◆ **PAGE EXTRACT**:
Title:Mathematics at DEC
Moderator:RUSURE::EDP
Created:Mon Feb 03 1986
Last Modified:Fri Jun 06 1997
Last Successful Update:Fri Jun 06 1997
Number of topics:2083
Total number of notes:14613

1153.0. "algebra + inequalities" by HERON::BUCHANAN (Andrew @vbo DTN 828-5805) Mon Nov 27 1989 15:02

I have 5 hay bales.   Someone has weighed them 2 at a time, and the
results were: 110, 112, 113, 114, 115, 116, 117, 118, 120, 121.   (easy)
What is the weight of each bale?   (harder) Generalize to n bales.   When
will it be possible to compute the weight of each of n bales, based on
a list of the n-choose-2 pair-weights?

I haven't managed to detect any pattern, so far, yet alone a general
solution.   For n=1,2 & 4, the recovery of the individual bale-weights
is not possible, but for n=0,3,5 & 6 it can always be done.  The problem is 
not as simple as it might sound.

◆ **REQUIRED WORK**:
1 – According to the hay bale note above, for which values of n can the individual bale weights always be recovered?
2 – Repeat the passage in the hay bale note starting at "I haven't managed" and ending at "it might sound.".

[Point annotation dataset records]
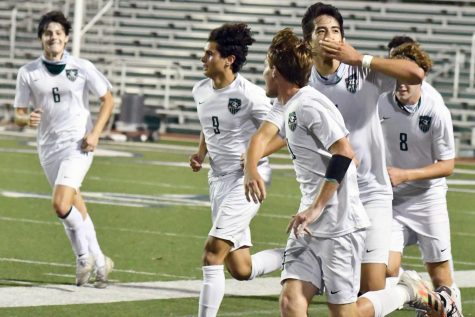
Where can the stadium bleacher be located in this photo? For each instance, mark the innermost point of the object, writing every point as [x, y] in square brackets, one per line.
[138, 42]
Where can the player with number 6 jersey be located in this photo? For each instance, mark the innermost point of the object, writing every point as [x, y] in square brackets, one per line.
[57, 86]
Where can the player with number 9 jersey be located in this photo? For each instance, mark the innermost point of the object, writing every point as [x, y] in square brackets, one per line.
[229, 116]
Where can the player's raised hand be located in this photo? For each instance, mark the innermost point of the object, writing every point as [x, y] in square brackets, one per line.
[35, 118]
[196, 162]
[89, 142]
[340, 51]
[254, 186]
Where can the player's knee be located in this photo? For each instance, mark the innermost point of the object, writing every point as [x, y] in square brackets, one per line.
[61, 207]
[240, 274]
[288, 305]
[392, 272]
[212, 258]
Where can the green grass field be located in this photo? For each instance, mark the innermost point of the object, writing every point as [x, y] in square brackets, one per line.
[153, 219]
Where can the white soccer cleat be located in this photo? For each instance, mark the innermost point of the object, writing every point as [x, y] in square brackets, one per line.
[103, 272]
[451, 308]
[421, 296]
[83, 270]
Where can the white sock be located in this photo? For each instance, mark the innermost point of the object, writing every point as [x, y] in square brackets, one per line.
[93, 244]
[387, 300]
[74, 227]
[266, 261]
[457, 295]
[212, 290]
[392, 281]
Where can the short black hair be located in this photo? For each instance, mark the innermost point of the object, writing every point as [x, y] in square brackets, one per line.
[398, 40]
[53, 16]
[316, 10]
[233, 39]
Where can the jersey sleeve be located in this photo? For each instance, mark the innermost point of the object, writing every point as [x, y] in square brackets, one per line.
[443, 136]
[260, 104]
[97, 83]
[22, 90]
[322, 124]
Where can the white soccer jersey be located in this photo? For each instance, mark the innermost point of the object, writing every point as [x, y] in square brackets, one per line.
[64, 99]
[417, 140]
[228, 117]
[312, 125]
[355, 91]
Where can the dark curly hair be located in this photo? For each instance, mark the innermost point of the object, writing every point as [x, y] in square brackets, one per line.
[412, 51]
[291, 56]
[53, 16]
[313, 12]
[233, 39]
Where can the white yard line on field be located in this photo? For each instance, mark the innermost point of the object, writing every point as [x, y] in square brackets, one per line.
[44, 295]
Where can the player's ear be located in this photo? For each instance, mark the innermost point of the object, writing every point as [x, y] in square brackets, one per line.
[230, 60]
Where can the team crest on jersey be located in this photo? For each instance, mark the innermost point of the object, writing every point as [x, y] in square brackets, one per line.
[234, 105]
[352, 82]
[424, 123]
[292, 121]
[72, 74]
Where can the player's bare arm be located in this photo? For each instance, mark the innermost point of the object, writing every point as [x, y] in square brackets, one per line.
[258, 148]
[23, 118]
[342, 155]
[443, 168]
[196, 159]
[403, 70]
[91, 139]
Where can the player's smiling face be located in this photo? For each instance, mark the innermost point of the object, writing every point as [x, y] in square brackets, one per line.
[213, 63]
[408, 94]
[54, 40]
[326, 28]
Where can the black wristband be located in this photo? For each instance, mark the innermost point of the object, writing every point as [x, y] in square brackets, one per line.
[337, 167]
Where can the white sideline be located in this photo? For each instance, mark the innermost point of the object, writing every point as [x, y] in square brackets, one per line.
[51, 294]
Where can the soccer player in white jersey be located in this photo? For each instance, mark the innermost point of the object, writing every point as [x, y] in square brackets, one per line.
[57, 86]
[326, 245]
[420, 153]
[353, 82]
[230, 109]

◆ **SOLUTIONS IN ORDER**:
1 – 0, 3, 5, and 6

2 –
I haven't managed to detect any pattern, so far, yet alone a general
solution.   For n=1,2 & 4, the recovery of the individual bale-weights
is not possible, but for n=0,3,5 & 6 it can always be done.  The problem is 
not as simple as it might sound.